Top of Given passage

Sleep disruption may be an important contributor to the core neurodevelopmental, cognitive and social challenges emblematic of autism spectrum disorders (ASDs). As a tool to discover ASD gene networks, Ravi Allada plans to perform high-throughput in vivo behavioral screening assays of transgenic RNA interference libraries in both wild-type fruit flies and flies sensitized with disruptions of ASD risk genes. Specifically, Allada’s team plans to look at altered sleep patterns and circadian rhythms. Future studies of the underlying mechanisms for these genetic pathways may lead to a better understanding of ASD pathophysiology as well as the discovery of novel therapeutic targets.

Discovering the neurophysiological basis of autism is important for understanding its development and testing potential treatments. In the current project, Scott Murray and Sara Jane Webb seek to test a novel neurophysiological hypothesis of disrupted neural inhibition that is specifically related to the removal of excitatory drive. This will involve the use of several neurophysiological recording techniques in human subjects, including electroencephalography and event-related potentials, combined with brain imaging and psychophysical measures of visual sensitivity.

Individuals with autism often report difficulties in processing sensory information. Here, April Levin aims to develop objective measures of how the nervous system processes sensory information, using electroencephalography to measure neural activity in response to sound and touch in both typically developing children and those with autism. The long-term goal of this project is to enhance the understanding of mechanisms underlying sensory processing difficulties in autism, as well as to develop biomarkers for clinical trials.

Bottom of Given passage

Activity 1
From the autism research summaries, set down word for word everything from "Sleep disruption may" down to "novel therapeutic targets.".
Activity 2
In the autism research summaries, turn the paragraph that begins "Individuals with autism often report" into a short list that keeps its main facts.
These items have nothing to do with the autism research summaries.

Top of Data supplied

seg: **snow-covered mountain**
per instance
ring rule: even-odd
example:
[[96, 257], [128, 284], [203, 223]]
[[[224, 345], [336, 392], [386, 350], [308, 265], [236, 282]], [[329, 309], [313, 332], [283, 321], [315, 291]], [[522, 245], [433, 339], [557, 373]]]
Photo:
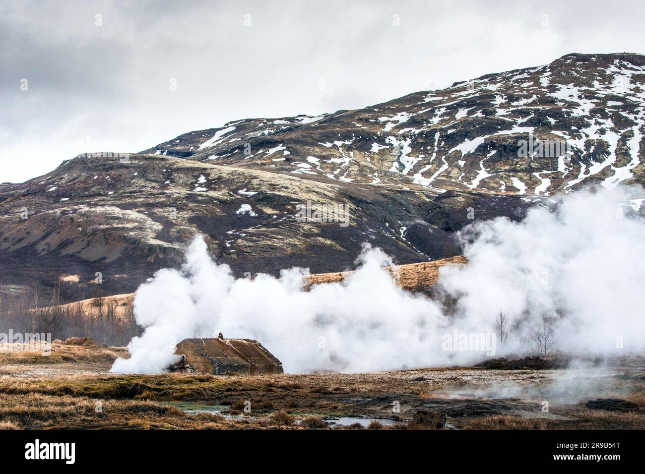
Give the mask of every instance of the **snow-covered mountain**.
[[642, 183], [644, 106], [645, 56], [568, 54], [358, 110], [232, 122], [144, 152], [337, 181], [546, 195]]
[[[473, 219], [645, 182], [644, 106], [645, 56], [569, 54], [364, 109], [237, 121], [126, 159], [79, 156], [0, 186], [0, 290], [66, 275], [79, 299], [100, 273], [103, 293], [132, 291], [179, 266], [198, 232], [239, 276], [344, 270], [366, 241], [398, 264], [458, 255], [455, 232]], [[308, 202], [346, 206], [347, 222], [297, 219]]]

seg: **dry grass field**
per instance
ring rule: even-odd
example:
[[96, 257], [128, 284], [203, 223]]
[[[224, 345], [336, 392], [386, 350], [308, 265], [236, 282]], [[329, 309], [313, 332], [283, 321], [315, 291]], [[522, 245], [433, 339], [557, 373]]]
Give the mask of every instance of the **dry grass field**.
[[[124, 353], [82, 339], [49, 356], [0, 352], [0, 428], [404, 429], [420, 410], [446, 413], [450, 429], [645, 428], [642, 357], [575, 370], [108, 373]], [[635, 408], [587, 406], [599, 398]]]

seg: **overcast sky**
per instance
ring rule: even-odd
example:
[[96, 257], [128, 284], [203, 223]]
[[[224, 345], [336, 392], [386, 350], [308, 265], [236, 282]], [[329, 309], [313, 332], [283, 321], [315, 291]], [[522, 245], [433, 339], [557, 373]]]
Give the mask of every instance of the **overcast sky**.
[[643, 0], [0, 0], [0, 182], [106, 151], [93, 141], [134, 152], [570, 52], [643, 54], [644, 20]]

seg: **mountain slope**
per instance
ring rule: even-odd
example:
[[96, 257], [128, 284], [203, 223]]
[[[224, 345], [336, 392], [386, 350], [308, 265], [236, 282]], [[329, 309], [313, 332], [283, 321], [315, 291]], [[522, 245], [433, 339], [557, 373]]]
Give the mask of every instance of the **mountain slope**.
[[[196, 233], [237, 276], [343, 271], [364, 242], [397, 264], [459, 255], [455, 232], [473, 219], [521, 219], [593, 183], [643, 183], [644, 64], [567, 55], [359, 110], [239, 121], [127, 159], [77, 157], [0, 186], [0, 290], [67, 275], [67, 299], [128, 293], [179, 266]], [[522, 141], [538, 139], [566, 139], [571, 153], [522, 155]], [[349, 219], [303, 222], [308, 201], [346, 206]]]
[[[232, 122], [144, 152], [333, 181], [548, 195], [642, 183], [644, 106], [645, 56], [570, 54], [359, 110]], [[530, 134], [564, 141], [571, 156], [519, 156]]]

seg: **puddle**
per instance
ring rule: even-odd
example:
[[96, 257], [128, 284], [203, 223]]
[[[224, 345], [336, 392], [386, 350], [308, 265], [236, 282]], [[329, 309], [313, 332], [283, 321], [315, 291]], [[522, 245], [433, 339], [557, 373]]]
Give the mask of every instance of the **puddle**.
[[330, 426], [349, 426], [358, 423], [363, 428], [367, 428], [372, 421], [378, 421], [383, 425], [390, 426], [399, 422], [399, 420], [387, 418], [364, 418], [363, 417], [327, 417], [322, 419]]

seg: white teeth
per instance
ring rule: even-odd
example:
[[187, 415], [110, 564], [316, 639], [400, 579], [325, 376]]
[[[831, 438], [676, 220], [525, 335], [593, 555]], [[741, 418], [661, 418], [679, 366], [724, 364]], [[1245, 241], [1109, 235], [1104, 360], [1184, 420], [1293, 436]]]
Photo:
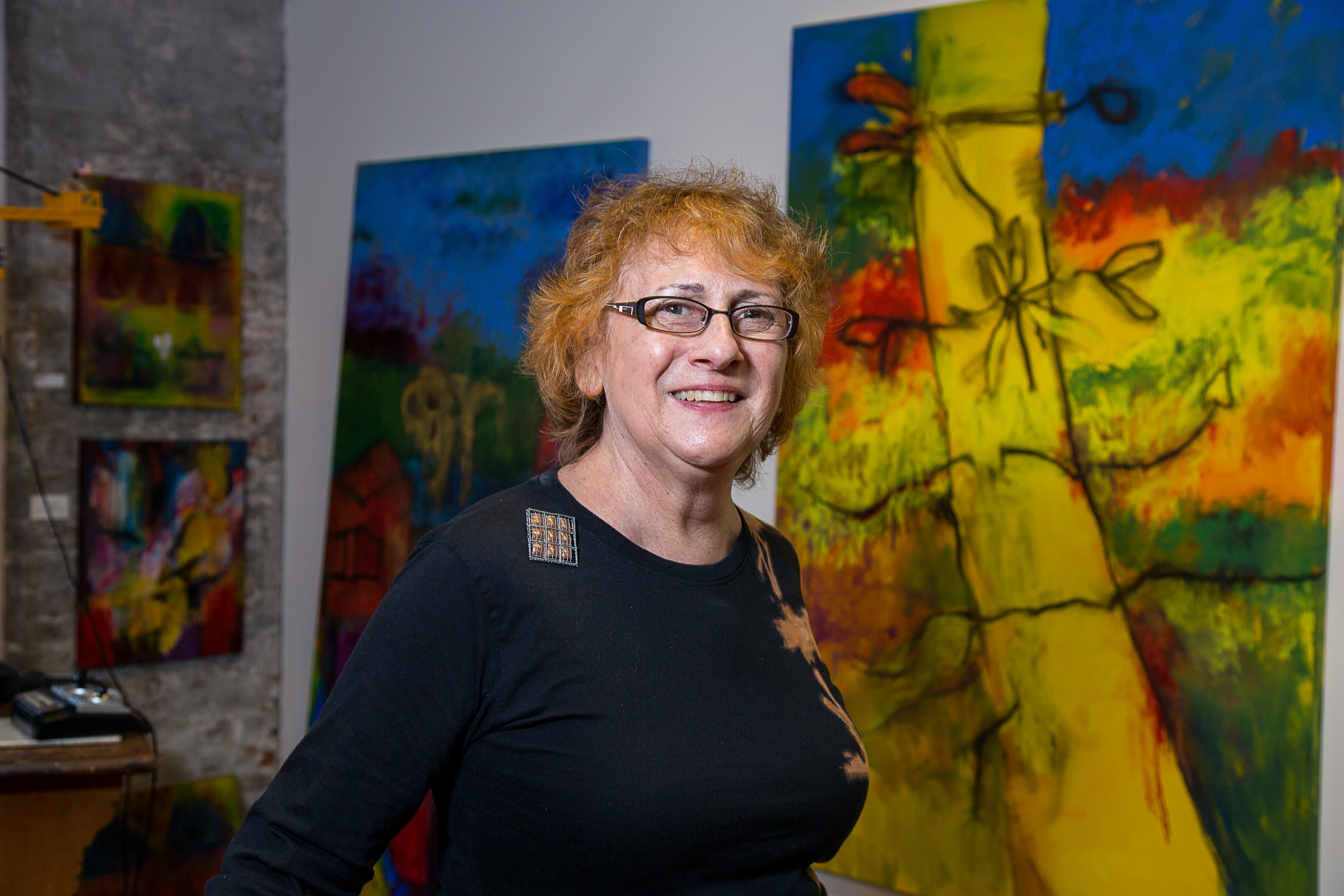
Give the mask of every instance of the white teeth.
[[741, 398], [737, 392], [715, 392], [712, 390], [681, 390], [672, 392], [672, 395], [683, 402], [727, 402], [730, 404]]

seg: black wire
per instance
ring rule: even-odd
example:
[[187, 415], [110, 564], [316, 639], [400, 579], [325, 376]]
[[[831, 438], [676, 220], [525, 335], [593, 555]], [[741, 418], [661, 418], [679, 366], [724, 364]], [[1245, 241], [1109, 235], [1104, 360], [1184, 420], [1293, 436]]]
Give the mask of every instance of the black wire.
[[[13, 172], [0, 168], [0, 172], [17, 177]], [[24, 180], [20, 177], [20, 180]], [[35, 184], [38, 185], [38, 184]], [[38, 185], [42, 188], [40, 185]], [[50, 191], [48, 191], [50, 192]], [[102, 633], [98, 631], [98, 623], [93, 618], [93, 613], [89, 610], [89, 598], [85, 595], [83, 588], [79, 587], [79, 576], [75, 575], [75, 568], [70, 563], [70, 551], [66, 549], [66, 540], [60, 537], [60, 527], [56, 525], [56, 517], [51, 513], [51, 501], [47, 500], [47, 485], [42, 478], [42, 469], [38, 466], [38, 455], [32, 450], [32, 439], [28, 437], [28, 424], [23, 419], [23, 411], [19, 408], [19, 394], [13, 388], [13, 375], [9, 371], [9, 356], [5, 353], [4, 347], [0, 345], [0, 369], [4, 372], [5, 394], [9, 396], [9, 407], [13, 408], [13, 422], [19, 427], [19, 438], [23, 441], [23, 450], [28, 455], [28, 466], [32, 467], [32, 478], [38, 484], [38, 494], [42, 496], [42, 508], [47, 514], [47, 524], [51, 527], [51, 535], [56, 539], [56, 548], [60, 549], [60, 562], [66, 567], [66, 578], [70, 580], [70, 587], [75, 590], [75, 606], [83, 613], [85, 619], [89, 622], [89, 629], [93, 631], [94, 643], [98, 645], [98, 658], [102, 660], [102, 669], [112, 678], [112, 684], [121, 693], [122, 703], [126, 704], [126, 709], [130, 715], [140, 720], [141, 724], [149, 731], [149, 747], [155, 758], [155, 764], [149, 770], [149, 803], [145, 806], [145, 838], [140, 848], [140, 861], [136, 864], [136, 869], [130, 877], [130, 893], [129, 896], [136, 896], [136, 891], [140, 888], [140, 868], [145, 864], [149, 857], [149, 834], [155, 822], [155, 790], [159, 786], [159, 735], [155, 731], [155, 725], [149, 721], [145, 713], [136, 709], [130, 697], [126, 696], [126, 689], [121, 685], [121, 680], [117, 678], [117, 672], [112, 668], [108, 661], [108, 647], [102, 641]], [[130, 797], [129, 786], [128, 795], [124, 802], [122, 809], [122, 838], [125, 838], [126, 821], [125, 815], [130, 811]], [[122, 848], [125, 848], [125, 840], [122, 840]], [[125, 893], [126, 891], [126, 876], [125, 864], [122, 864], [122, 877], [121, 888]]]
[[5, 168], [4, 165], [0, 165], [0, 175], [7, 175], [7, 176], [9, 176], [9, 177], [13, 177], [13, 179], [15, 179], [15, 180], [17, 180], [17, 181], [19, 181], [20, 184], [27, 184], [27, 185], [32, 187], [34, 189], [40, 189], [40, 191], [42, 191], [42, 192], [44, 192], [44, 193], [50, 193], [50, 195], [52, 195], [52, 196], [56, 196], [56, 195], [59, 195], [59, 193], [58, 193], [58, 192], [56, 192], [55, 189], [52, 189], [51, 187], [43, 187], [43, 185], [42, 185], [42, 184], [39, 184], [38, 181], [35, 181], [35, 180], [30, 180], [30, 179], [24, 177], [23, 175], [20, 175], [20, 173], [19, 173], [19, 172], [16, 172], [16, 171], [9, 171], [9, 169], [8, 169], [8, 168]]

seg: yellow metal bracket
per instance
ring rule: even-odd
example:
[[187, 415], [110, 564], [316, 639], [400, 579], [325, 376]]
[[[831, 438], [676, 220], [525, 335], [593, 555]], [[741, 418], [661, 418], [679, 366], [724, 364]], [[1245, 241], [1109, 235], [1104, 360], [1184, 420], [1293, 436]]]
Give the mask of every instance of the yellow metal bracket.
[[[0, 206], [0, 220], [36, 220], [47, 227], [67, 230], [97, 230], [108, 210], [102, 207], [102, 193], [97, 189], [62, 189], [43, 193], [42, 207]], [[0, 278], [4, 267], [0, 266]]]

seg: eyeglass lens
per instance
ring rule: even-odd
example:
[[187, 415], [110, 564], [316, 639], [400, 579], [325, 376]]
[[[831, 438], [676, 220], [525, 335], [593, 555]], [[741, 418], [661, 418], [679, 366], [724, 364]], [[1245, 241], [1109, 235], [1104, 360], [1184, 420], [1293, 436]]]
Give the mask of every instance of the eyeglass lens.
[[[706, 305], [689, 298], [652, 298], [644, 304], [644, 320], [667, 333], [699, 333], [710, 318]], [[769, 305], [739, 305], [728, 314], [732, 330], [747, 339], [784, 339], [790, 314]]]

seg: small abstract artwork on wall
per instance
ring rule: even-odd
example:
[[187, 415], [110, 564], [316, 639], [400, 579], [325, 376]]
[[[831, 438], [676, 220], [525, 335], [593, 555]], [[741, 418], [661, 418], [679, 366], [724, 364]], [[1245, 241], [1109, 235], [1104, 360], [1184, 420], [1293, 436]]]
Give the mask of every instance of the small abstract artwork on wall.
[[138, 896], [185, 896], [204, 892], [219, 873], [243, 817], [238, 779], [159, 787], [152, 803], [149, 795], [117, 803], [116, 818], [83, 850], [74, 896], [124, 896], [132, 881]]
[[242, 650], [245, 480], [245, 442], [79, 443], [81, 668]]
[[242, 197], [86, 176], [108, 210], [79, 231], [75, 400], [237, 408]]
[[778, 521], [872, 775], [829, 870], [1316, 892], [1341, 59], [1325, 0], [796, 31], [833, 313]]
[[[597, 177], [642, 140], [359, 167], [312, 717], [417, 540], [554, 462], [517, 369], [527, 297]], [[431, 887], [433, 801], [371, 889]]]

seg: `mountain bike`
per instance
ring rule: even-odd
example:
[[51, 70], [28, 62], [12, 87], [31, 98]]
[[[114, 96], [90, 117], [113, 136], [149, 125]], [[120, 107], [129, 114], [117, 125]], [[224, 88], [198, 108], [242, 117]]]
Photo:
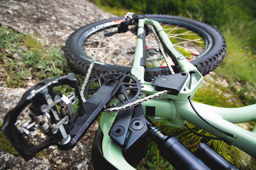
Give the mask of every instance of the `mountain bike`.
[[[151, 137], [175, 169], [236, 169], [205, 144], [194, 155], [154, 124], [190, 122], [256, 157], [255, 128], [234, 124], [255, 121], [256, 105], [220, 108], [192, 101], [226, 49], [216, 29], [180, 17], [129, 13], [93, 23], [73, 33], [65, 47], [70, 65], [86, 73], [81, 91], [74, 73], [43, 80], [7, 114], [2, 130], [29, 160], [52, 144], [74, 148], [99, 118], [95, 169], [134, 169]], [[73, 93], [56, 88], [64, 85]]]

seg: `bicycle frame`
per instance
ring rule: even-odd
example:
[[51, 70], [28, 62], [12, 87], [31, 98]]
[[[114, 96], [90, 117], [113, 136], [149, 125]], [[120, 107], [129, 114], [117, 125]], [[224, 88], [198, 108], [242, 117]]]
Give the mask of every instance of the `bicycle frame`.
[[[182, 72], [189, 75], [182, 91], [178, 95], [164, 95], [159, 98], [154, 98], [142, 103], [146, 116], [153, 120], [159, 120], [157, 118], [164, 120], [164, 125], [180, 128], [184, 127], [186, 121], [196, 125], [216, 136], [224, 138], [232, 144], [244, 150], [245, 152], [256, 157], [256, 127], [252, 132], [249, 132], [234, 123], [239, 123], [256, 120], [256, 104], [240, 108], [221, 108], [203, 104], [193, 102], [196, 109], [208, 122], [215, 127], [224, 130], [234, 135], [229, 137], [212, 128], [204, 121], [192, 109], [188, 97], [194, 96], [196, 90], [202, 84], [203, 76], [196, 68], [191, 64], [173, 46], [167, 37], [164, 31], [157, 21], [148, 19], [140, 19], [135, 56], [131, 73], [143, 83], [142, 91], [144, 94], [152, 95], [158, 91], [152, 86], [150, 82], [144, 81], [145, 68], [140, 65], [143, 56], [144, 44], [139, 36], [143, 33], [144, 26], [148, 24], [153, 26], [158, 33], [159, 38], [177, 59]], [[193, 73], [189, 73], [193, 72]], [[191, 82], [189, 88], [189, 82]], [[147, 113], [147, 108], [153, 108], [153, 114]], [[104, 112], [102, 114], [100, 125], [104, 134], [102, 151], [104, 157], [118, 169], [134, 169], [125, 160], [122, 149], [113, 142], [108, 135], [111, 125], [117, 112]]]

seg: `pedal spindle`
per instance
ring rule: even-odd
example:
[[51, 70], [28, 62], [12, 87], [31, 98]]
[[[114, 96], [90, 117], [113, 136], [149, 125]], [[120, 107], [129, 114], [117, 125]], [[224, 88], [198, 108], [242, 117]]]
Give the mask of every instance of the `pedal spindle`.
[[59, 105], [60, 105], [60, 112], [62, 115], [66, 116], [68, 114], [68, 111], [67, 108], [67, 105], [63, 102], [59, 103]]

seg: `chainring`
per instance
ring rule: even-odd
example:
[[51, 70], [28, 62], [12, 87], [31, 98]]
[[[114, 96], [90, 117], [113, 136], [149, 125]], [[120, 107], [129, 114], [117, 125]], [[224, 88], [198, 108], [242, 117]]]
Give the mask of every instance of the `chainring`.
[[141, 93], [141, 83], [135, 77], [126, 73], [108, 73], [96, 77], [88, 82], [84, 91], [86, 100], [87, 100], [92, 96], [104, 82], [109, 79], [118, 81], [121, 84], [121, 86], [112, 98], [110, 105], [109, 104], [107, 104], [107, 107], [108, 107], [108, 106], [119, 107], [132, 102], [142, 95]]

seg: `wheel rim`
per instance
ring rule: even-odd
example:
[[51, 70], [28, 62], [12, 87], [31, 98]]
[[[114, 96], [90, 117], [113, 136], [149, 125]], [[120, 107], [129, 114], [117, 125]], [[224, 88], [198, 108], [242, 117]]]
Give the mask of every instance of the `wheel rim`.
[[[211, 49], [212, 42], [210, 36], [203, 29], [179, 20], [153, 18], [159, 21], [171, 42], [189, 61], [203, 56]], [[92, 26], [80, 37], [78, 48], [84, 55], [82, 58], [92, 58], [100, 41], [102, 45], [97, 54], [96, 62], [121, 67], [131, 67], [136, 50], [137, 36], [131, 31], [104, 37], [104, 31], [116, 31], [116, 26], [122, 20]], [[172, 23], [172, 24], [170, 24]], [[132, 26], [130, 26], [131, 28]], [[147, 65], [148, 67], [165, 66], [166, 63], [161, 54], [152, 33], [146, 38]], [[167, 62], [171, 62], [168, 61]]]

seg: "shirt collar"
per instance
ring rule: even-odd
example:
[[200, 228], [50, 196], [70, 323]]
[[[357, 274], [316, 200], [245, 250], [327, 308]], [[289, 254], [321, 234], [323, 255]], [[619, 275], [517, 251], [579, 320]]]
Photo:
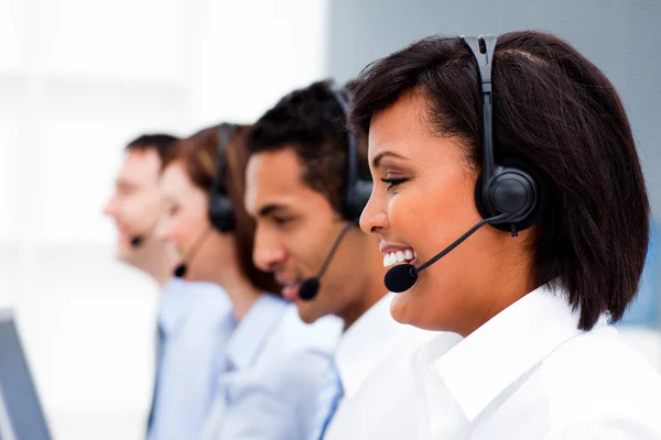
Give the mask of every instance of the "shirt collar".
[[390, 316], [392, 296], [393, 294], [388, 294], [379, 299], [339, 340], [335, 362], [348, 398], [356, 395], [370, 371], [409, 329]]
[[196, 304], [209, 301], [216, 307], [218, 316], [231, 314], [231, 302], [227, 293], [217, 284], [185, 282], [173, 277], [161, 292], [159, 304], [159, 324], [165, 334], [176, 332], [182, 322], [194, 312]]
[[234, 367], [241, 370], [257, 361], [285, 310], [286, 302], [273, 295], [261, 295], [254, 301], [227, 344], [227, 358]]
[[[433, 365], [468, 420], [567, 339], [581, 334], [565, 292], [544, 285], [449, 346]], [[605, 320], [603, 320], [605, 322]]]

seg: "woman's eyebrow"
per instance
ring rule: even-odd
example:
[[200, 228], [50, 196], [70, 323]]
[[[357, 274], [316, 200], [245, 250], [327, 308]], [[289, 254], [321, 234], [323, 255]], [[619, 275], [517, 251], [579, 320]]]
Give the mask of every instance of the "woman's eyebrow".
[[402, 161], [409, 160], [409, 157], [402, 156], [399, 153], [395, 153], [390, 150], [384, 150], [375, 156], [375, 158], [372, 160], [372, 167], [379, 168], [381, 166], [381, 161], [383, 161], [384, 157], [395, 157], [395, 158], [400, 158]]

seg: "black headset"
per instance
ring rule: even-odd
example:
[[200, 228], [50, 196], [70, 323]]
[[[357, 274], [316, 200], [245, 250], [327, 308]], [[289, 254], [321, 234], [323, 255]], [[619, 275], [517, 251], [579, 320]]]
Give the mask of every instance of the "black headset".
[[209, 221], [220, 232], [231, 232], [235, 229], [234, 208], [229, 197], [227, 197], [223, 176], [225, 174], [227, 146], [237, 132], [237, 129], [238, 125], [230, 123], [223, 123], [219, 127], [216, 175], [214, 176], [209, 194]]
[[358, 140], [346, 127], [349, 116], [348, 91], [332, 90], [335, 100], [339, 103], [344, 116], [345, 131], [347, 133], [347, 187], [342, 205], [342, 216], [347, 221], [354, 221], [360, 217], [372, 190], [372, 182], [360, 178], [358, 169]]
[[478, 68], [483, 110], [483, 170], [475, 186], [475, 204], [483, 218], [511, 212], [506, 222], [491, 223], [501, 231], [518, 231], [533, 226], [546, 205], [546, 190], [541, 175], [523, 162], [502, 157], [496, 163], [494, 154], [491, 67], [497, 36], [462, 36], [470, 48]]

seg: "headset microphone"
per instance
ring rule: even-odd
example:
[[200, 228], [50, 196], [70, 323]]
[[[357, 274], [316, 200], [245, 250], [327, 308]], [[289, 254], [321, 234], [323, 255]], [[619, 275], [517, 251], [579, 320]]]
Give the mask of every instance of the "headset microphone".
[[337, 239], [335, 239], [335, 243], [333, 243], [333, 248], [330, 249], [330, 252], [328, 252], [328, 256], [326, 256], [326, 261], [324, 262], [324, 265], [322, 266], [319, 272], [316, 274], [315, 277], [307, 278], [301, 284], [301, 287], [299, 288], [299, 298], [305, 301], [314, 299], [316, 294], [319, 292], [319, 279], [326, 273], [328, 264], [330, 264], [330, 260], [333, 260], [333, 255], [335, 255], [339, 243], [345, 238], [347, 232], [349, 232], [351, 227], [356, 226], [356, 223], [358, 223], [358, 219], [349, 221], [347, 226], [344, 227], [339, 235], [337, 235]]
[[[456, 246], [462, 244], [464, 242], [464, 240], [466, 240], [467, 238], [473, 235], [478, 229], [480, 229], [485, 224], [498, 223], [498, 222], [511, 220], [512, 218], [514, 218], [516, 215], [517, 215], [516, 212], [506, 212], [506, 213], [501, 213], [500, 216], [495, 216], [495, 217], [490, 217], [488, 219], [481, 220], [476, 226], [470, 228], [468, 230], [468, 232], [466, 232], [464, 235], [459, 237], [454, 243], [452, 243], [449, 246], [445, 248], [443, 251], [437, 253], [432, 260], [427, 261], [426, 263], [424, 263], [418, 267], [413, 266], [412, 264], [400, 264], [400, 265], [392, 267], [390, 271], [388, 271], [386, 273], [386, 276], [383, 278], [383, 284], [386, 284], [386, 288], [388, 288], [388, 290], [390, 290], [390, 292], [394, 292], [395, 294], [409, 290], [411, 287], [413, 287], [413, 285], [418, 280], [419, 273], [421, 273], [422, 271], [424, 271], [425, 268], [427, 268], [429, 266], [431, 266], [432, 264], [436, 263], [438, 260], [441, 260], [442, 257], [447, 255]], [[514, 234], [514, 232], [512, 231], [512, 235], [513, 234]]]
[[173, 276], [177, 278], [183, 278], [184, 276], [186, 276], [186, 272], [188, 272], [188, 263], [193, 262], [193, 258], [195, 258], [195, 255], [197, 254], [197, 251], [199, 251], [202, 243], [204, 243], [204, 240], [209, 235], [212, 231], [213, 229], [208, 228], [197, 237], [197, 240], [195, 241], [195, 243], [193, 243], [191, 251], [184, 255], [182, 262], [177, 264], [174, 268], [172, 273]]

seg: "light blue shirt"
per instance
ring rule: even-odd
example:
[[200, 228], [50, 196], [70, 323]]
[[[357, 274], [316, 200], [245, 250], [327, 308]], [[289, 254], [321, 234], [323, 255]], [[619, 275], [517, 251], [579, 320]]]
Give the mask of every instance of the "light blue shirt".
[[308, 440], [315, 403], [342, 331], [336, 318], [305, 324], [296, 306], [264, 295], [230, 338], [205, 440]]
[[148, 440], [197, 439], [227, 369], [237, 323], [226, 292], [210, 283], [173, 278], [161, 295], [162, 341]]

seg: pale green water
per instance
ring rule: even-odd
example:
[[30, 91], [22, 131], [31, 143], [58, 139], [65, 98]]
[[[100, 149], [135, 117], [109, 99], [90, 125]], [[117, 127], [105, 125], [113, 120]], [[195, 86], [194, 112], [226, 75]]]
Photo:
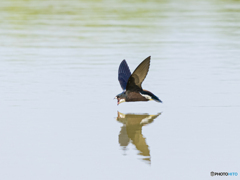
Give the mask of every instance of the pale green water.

Bottom of Data supplied

Exercise solution 1
Sleep disruption may be an important contributor to the core neurodevelopmental, cognitive and social challenges emblematic of autism spectrum disorders (ASDs). As a tool to discover ASD gene networks, Ravi Allada plans to perform high-throughput in vivo behavioral screening assays of transgenic RNA interference libraries in both wild-type fruit flies and flies sensitized with disruptions of ASD risk genes. Specifically, Allada’s team plans to look at altered sleep patterns and circadian rhythms. Future studies of the underlying mechanisms for these genetic pathways may lead to a better understanding of ASD pathophysiology as well as the discovery of novel therapeutic targets.

Exercise solution 2
- People with autism often report trouble processing sensory information.
- April Levin aims to develop objective measures of how the nervous system processes sensory information.
- The project uses electroencephalography to measure neural activity in response to sound and touch, in both typically developing children and children with autism.
- Long-term goals: a better understanding of the mechanisms behind sensory processing difficulties in autism, and biomarkers for clinical trials.